**PROBLEM STATEMENT**
Retype everything in the listing, leaving each line exactly as it is.

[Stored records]
===============
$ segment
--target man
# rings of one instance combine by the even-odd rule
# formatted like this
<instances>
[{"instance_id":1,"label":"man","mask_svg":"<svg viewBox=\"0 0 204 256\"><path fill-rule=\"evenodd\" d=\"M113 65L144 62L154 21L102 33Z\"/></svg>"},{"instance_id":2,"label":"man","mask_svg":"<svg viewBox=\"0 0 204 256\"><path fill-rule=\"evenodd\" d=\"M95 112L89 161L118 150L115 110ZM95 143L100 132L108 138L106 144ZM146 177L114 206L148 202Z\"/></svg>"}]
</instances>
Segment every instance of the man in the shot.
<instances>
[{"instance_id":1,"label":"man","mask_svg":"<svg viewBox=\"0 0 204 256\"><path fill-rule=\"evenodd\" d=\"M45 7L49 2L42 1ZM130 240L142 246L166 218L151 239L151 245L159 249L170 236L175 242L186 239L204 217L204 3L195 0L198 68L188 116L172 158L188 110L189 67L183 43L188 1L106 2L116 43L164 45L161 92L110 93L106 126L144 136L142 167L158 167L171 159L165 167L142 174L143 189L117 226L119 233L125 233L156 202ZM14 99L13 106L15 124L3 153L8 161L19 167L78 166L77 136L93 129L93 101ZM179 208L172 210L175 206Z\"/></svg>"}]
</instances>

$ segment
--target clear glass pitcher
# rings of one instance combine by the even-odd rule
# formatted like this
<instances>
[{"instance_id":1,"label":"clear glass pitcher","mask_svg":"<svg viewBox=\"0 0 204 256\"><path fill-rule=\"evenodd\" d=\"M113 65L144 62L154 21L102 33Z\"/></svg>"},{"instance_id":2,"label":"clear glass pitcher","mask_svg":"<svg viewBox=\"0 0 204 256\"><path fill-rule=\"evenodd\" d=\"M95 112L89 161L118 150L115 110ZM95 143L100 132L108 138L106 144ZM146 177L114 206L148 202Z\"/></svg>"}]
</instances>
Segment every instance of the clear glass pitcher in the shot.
===============
**EXERCISE RESPONSE**
$ segment
--target man
# rings of one instance combine by the even-odd rule
# formatted like this
<instances>
[{"instance_id":1,"label":"man","mask_svg":"<svg viewBox=\"0 0 204 256\"><path fill-rule=\"evenodd\" d=\"M113 65L144 62L154 21L102 33Z\"/></svg>"},{"instance_id":2,"label":"man","mask_svg":"<svg viewBox=\"0 0 204 256\"><path fill-rule=\"evenodd\" d=\"M95 112L89 161L118 150L115 110ZM95 143L100 132L108 138L106 144ZM146 177L114 206L148 202Z\"/></svg>"}]
</instances>
Segment every instance of the man in the shot.
<instances>
[{"instance_id":1,"label":"man","mask_svg":"<svg viewBox=\"0 0 204 256\"><path fill-rule=\"evenodd\" d=\"M45 7L49 2L42 1ZM130 240L142 246L166 218L151 239L151 245L159 249L170 236L175 242L186 239L204 217L204 3L195 0L198 68L188 116L172 158L188 110L189 67L183 43L188 1L106 2L116 43L164 45L161 92L110 93L106 126L144 136L142 167L158 167L171 159L165 167L142 174L143 189L117 226L119 233L125 233L156 202ZM14 99L13 106L15 124L3 153L8 161L19 167L78 166L77 136L93 129L93 101ZM179 208L172 210L175 206Z\"/></svg>"}]
</instances>

$ segment
--target clear glass pitcher
# rings of one instance combine by the even-odd rule
# formatted like this
<instances>
[{"instance_id":1,"label":"clear glass pitcher","mask_svg":"<svg viewBox=\"0 0 204 256\"><path fill-rule=\"evenodd\" d=\"M113 65L144 62L154 21L102 33Z\"/></svg>"},{"instance_id":2,"label":"clear glass pitcher","mask_svg":"<svg viewBox=\"0 0 204 256\"><path fill-rule=\"evenodd\" d=\"M95 112L89 161L118 150L115 110ZM95 143L100 132L108 138L106 144ZM146 177L114 206L148 202Z\"/></svg>"}]
</instances>
Segment every instance of the clear glass pitcher in the shot.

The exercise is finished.